> _REQUIREMENTS_
Format every line of the listing below as a numbered list, omitting blank lines. Leave the pictures out.
--- THE DATA ---
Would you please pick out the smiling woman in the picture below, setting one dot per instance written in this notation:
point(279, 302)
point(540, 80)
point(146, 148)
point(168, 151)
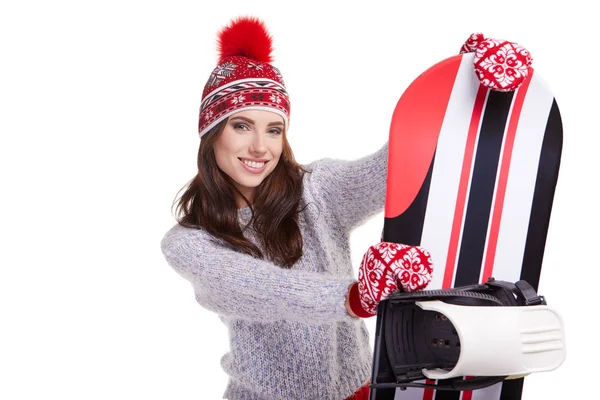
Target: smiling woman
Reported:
---
> _CORRECT RESULT_
1. Would you please pick out the smiling woman in the picture below, setting one dot per instance written in this notation:
2. point(279, 302)
3. point(540, 80)
4. point(146, 148)
5. point(168, 151)
6. Target: smiling woman
7. Reported:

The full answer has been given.